What to do:
#1 Answer these questions from the fellowship text, one per line:
(a) How long is the collaborative program that fellows take part in?
(b) Which mentor is listed for visual art?
(c) What does Elizabeth Newkirk name as the consistent theme in her art?
#2 Retype the portion of the fellowship text between "Meet Elizabeth Newkirk" and "COUNTERCLOCK Arts Collective.", inclusive.

Quoted passage:

____________________

Fellows participate in a free 4-week collaborative program, connect with talented and passionate peers, have around-the-clock access to highly accomplished mentors, and are eligible for a monetary stipend to help them pursue projects and arts-related initiatives.

To apply for the fellowship or for more information, visit here.

Meet Elizabeth Newkirk (music), Ashley Cai (visual art), and Lyrik Courtney (creative writing), three mentors for the 2019 COUNTERCLOCK Arts Collective.

CAC: What themes have you always aimed to explore with your art? What is a topic you want to explore with your art, but haven’t yet?

EN: If I could identify a consistent theme, it would be collaboration. Interacting with other artists, mediums, and the community in which I live inspires me greatly. Hm, I don’t know a topic that I’m interested in exploring that is not on the horizon. The beauty of planning both short and long term is incorporating steps to include all of your goals and interests!

AC: I always liked to capture stories and experiences in my work, because I think stories are the most engaging form of art. Right now though, I'm vibing with some fashion illustrations, and I want to explore the combination of the two.

____________________

Stored data:
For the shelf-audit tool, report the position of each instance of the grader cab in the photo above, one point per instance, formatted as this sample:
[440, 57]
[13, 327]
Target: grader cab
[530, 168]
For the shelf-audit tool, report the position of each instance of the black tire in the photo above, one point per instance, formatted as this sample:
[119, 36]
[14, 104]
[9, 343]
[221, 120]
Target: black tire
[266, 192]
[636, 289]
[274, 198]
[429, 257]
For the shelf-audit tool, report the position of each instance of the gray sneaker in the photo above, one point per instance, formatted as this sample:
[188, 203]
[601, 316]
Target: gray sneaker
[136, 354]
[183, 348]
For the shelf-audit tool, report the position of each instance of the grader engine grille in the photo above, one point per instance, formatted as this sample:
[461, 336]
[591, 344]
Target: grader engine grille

____________________

Answers to the exercises:
#1
(a) Four weeks.
(b) Ashley Cai.
(c) Collaboration.

#2
Meet Elizabeth Newkirk (music), Ashley Cai (visual art), and Lyrik Courtney (creative writing), three mentors for the 2019 COUNTERCLOCK Arts Collective.